_Task item_
A stretch of the entries below is to be set down exactly, running from the line with "x=890, y=578" through the line with "x=164, y=223", both included, and no other line.

::::::::

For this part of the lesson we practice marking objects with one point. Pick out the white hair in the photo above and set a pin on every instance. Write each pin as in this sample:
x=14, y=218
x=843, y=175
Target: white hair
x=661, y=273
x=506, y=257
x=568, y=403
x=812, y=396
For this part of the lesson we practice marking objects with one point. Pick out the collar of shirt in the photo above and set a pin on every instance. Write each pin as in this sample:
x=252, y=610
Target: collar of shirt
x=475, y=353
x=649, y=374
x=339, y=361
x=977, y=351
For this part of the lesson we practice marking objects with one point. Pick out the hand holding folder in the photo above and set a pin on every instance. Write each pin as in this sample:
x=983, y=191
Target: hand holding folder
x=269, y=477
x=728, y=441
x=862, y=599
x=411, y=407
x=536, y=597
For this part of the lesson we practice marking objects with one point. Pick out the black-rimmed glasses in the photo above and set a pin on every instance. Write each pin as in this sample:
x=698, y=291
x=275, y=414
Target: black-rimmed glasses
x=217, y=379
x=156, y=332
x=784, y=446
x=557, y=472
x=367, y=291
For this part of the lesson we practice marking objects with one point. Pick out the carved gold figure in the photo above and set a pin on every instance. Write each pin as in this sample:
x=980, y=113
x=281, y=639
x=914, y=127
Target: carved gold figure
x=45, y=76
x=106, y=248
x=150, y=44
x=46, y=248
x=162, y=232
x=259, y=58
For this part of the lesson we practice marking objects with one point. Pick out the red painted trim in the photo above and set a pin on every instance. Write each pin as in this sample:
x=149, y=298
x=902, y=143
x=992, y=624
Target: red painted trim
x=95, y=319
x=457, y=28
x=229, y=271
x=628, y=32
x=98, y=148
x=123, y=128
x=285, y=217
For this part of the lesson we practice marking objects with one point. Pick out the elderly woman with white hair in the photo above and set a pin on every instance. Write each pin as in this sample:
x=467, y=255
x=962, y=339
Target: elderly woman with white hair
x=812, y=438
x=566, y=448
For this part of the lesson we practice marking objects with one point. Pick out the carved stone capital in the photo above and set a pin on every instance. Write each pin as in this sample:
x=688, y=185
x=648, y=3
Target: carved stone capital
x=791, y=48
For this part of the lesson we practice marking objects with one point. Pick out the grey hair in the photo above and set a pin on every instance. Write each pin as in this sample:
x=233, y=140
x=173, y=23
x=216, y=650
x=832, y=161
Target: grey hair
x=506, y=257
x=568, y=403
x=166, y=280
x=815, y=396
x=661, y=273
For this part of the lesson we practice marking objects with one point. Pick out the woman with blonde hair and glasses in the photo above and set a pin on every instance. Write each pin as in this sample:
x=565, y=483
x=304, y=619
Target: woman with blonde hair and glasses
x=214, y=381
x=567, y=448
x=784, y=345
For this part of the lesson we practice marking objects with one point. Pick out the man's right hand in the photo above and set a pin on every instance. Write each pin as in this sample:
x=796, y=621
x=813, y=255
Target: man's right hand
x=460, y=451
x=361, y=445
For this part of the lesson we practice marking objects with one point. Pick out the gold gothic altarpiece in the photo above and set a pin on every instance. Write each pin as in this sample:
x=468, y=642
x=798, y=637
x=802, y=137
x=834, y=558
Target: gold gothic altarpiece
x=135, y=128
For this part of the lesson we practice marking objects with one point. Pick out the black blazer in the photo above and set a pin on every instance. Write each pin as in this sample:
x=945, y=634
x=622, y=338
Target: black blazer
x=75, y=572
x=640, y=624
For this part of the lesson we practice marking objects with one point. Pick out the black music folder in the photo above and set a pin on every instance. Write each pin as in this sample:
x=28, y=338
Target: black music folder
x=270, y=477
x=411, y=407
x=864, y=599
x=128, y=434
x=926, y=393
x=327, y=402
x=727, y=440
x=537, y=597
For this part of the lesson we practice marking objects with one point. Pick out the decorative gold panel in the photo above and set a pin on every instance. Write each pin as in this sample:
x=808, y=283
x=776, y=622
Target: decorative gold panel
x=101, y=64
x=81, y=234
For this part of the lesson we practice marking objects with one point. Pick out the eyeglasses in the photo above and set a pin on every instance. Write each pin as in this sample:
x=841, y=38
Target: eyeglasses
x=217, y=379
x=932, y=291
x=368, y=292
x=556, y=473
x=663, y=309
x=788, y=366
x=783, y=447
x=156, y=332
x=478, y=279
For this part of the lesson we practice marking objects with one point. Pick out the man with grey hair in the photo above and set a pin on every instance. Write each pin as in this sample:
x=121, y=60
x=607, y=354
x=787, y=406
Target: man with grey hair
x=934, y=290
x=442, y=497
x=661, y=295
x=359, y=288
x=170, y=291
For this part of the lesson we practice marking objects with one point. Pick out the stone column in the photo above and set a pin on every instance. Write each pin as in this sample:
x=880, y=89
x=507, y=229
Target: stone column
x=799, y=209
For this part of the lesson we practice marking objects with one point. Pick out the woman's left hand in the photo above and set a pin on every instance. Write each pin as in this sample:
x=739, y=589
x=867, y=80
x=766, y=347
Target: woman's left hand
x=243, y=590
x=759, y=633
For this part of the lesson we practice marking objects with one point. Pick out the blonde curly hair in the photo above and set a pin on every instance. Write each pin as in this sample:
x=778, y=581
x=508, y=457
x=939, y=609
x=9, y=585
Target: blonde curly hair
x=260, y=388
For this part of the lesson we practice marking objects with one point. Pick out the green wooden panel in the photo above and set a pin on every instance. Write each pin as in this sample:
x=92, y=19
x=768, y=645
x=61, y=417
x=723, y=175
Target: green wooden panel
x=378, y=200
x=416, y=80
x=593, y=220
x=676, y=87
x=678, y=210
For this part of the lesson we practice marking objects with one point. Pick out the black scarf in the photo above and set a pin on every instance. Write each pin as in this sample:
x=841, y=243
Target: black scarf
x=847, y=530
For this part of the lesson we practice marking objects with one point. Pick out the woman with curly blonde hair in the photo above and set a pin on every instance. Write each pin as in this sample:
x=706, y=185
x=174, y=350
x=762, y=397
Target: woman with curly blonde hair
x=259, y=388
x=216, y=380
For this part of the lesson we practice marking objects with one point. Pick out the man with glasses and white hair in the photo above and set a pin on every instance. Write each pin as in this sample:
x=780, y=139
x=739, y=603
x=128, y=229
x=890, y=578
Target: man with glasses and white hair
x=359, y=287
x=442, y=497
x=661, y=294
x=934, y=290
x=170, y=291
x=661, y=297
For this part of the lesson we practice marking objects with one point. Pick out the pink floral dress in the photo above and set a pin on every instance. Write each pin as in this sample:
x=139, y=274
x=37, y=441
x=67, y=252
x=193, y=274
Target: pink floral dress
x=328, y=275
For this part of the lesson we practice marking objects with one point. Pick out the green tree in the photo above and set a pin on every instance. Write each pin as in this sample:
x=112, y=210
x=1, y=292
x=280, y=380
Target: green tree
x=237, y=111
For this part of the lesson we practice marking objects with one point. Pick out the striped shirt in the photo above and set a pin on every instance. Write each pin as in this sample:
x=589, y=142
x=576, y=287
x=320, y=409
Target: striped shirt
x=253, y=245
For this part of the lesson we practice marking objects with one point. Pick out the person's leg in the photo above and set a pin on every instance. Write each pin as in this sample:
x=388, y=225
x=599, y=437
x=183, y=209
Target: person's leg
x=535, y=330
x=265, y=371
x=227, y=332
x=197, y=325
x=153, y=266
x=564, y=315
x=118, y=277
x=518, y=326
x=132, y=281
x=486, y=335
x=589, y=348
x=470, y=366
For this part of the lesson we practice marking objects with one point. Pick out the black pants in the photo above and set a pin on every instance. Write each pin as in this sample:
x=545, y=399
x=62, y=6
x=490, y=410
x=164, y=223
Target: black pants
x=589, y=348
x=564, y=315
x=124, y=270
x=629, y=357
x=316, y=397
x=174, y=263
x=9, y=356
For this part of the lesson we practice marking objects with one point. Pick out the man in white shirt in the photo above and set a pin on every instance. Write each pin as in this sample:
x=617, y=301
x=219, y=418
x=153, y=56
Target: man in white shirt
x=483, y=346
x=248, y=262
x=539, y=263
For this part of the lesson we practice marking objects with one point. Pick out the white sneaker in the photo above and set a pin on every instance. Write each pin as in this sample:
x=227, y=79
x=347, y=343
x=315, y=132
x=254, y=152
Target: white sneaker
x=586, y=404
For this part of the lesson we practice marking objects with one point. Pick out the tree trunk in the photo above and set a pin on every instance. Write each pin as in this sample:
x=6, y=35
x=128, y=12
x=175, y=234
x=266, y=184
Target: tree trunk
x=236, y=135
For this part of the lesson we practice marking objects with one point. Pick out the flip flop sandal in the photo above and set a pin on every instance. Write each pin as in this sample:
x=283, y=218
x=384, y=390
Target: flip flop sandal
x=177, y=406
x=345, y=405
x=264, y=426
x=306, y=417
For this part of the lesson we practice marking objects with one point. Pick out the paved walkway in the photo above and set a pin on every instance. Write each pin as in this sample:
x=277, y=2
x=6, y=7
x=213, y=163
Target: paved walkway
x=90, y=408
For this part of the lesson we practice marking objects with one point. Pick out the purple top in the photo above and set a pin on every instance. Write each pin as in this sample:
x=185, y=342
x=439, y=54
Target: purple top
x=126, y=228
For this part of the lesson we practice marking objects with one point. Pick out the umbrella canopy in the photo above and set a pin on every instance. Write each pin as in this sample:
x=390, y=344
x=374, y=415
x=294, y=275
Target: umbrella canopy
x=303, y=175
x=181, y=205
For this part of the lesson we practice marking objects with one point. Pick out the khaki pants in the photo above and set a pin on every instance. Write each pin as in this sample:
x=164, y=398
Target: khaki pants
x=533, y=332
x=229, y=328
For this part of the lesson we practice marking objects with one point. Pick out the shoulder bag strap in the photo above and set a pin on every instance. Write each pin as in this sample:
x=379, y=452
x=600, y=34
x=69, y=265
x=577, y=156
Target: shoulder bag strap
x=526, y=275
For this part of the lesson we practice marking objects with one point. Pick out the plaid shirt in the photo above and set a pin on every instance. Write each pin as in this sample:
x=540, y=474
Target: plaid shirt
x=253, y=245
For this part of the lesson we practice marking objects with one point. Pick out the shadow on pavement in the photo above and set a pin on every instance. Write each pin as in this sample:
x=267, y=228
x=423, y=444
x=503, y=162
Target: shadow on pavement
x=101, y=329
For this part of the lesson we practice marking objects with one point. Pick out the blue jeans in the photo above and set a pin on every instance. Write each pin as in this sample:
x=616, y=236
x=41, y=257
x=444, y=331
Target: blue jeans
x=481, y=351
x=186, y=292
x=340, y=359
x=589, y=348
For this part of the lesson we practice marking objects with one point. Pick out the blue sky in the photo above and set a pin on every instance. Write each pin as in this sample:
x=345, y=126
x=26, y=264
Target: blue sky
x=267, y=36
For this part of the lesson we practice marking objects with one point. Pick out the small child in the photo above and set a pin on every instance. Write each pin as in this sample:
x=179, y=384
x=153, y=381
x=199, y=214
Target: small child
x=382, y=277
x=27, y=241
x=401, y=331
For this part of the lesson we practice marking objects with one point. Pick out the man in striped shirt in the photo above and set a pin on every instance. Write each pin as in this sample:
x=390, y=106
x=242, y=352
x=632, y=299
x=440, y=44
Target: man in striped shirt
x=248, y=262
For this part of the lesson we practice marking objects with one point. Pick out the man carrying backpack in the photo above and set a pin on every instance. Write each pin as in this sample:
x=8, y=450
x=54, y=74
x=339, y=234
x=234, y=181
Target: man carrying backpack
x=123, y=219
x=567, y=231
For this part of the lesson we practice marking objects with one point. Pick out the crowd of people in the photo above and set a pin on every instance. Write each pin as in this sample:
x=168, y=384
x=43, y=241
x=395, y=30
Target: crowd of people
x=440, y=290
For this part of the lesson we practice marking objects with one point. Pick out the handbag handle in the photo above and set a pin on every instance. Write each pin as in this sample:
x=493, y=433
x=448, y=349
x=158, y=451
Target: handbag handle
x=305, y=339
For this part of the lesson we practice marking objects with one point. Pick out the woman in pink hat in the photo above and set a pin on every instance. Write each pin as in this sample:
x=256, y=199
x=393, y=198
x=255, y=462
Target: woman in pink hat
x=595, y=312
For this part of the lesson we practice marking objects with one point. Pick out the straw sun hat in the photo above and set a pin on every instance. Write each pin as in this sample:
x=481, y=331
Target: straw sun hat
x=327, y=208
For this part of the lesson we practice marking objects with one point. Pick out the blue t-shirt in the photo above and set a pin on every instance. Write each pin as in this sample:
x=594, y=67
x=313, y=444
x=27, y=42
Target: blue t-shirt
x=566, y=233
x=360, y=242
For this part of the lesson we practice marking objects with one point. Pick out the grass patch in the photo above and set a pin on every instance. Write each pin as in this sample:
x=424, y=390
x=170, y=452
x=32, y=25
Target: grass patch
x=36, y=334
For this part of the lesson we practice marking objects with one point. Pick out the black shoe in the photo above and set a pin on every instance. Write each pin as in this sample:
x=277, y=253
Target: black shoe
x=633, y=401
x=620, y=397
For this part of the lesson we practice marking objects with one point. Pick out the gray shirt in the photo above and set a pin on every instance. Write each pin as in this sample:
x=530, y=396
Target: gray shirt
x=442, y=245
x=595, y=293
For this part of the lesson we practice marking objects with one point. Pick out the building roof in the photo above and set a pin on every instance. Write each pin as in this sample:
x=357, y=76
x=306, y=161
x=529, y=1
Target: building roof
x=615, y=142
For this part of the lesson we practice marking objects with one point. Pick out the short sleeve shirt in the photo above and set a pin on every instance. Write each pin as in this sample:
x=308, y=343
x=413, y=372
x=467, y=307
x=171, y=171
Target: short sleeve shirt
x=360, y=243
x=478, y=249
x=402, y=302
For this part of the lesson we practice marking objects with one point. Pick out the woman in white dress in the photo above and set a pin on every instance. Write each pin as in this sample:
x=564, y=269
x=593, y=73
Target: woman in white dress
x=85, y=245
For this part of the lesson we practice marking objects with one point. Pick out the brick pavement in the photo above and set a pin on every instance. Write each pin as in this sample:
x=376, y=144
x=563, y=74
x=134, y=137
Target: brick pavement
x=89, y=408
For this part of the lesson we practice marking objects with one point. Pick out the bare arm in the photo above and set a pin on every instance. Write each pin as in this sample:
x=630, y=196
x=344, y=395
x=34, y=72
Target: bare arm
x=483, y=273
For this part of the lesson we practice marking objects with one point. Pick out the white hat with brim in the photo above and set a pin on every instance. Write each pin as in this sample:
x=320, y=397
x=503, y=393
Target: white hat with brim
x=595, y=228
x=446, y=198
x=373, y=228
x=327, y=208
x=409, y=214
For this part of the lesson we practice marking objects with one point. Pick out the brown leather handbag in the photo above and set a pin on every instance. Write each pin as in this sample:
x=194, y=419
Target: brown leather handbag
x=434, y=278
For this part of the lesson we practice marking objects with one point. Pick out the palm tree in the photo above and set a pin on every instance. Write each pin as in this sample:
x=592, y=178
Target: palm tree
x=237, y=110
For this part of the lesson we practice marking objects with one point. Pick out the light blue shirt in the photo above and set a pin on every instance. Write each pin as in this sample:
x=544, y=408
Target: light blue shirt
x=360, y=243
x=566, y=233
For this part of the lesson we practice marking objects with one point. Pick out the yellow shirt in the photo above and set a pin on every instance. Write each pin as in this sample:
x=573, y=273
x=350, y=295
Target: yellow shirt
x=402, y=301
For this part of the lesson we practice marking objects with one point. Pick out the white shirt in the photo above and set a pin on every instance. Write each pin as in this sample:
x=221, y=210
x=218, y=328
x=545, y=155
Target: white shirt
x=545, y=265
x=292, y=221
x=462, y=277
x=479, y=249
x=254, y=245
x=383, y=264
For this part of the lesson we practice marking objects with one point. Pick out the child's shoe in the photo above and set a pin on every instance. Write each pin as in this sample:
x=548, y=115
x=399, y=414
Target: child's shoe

::::::::

_Answer area_
x=890, y=578
Target: man with glasses and white hair
x=359, y=287
x=442, y=497
x=661, y=294
x=934, y=290
x=170, y=291
x=661, y=297
For this part of the lesson we practice marking objects with one point. Pick out the pink floral dress in the photo above and set a pin on every instance. Write each pin as in this sample:
x=139, y=274
x=37, y=441
x=67, y=252
x=193, y=274
Target: pink floral dress
x=328, y=275
For this part of the lesson we practice marking objects with one point. Pick out the green tree in the photo above and set a pin on every instance. Write each pin as in this sample:
x=112, y=210
x=1, y=292
x=280, y=380
Target: green tree
x=237, y=111
For this part of the lesson we practice marking objects with one point. Pick out the striped shirt in the photo above and set a pin on every instance. Write each pin as in this sample:
x=589, y=142
x=576, y=287
x=320, y=409
Target: striped shirt
x=253, y=245
For this part of the lesson we practice marking objects with one point. Pick out the person's leg in the photo above and set a pin on every instance. Write each pin as in this sample:
x=388, y=225
x=599, y=437
x=183, y=209
Target: person's leg
x=535, y=330
x=265, y=371
x=227, y=332
x=197, y=325
x=153, y=266
x=564, y=315
x=118, y=277
x=518, y=326
x=132, y=281
x=486, y=335
x=589, y=348
x=470, y=366
For this part of the lesson we practice marking objects with one point. Pick out the black pants in the photo above and set a pin on every instance. Write each pin as in this sample:
x=545, y=399
x=62, y=6
x=490, y=410
x=164, y=223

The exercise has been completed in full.